▸ **YOUR OBJECTIVE**
Print the records exactly. Miss nothing.

▸ **INFORMATION**
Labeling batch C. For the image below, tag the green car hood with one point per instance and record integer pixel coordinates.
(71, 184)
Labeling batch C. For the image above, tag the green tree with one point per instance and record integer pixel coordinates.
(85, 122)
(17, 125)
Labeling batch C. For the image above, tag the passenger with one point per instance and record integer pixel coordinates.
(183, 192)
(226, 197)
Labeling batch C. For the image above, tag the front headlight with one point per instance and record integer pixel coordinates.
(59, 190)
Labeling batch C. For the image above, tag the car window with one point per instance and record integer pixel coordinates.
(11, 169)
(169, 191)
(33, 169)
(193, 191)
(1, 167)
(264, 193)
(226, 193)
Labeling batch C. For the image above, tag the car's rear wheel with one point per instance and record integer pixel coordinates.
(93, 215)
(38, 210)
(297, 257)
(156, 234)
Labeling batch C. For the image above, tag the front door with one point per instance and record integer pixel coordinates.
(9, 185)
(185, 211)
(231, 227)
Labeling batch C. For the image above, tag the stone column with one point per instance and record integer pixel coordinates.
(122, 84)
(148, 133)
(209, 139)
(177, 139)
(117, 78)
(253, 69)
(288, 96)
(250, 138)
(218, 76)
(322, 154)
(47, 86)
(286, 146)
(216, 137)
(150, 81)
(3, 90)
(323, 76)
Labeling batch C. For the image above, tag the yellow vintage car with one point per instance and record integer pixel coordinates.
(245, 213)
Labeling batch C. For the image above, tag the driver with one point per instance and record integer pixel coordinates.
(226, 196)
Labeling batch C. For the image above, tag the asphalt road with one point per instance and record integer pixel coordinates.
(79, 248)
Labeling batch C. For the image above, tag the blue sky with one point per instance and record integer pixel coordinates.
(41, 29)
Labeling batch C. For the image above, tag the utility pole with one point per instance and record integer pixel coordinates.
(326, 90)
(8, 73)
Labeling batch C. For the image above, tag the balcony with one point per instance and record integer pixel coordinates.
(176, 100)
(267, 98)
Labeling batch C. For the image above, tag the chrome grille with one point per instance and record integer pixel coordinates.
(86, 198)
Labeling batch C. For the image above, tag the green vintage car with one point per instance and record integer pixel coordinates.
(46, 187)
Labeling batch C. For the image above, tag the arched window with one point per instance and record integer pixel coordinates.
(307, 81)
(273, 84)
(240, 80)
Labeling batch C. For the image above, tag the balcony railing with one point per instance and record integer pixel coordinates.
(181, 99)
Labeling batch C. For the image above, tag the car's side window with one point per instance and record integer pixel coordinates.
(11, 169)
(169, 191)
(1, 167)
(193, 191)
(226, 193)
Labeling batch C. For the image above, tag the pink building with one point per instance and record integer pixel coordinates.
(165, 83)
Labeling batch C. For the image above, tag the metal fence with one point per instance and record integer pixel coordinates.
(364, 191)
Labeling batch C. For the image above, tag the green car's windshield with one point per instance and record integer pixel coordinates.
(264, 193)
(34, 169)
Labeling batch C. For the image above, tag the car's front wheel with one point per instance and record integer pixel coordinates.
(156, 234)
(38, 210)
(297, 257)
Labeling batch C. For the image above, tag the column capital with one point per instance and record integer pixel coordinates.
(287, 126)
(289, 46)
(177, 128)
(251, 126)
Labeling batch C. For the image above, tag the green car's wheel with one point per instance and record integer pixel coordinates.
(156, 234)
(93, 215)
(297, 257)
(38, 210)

▸ **THE ANSWER**
Labeling batch C. For the image below, tag the green car hood with one point per instance and record integer pixel coordinates.
(71, 184)
Labeling batch C. For the image above, tag the green tree with one point per instance and record integer pixel coordinates.
(85, 122)
(17, 125)
Labeling batch C. For the image above, tag the passenger with one point per instance and record integer pixel coordinates.
(183, 192)
(226, 197)
Labeling batch C. For the image above, tag the front headlight with one point per instance and record integer pixel coordinates.
(59, 190)
Labeling batch C. For the image above, tag the car window with one point per instance and record integer pixel coordinates.
(11, 169)
(169, 191)
(33, 169)
(193, 191)
(1, 167)
(264, 193)
(226, 193)
Labeling batch C. For the image above, tag the car's rear wheel with one point per instance and record integer pixel coordinates.
(93, 215)
(38, 210)
(297, 257)
(156, 234)
Labeling batch C. For the image above, tag the front door with one point per instance and record integer pixel coordinates.
(9, 185)
(185, 211)
(231, 227)
Labeling batch C. For the image above, tag the stone column with one point per instance and record integer pixel coordinates.
(122, 84)
(148, 133)
(209, 139)
(177, 139)
(117, 78)
(253, 69)
(288, 96)
(250, 138)
(218, 76)
(322, 154)
(47, 86)
(286, 146)
(216, 137)
(150, 81)
(3, 90)
(323, 76)
Labeling batch C. For the image above, tag the yellow vintage car with one point per instance and record integer pixel coordinates.
(245, 213)
Labeling batch C. For the image above, tag the driver with one point per instance and record integer pixel coordinates.
(226, 196)
Labeling batch C. For the image above, tag the asphalt road with one point per instance and record integer pixel coordinates.
(79, 248)
Labeling batch C. For the image above, tag the blue sky with one point per instance and record integer pixel coordinates.
(41, 29)
Labeling batch C. For the image above, tag the utility pole with one point per instance and record integer pixel coordinates.
(326, 90)
(8, 73)
Labeling batch C. For the image above, tag the balcony with one point per instance and record integer pixel coordinates.
(176, 100)
(267, 98)
Labeling batch C. For the image above, tag the chrome grille with one point per instance and record integer pixel coordinates.
(86, 198)
Labeling batch C. For the image above, tag the green vintage car with one point per instance and record integer pixel coordinates.
(46, 187)
Labeling batch C. For the image above, tag the arched window with one point per instance and record integer pixel coordinates.
(307, 81)
(273, 84)
(240, 80)
Labeling batch C. For the image above, tag the balcony railing with one point per instance and record integer pixel coordinates.
(181, 99)
Labeling batch C. For the image above, tag the car's side window with one point per instance and record integer pixel coordinates.
(11, 169)
(169, 191)
(1, 167)
(193, 191)
(226, 193)
Labeling batch C. For the image above, tag the pink building with one point per instance and record integer pixel coordinates.
(165, 83)
Labeling batch C. For the image above, tag the metal fence with one point per instance and record integer pixel coordinates.
(364, 191)
Labeling batch C. For the image above, tag the green car's windshield with one point per instance and record integer pixel coordinates.
(264, 193)
(34, 169)
Labeling batch C. For the image above, tag the car's front wheel with one point per instance and record integer pixel coordinates.
(156, 234)
(38, 210)
(297, 257)
Labeling batch C. For the image above, tag the column capital with one point per instance and record integer pixel coordinates.
(287, 126)
(289, 46)
(177, 128)
(251, 126)
Labeling batch C. For the image above, tag the green car's wheel with one point per instance and record integer pixel coordinates.
(156, 234)
(93, 215)
(297, 257)
(38, 210)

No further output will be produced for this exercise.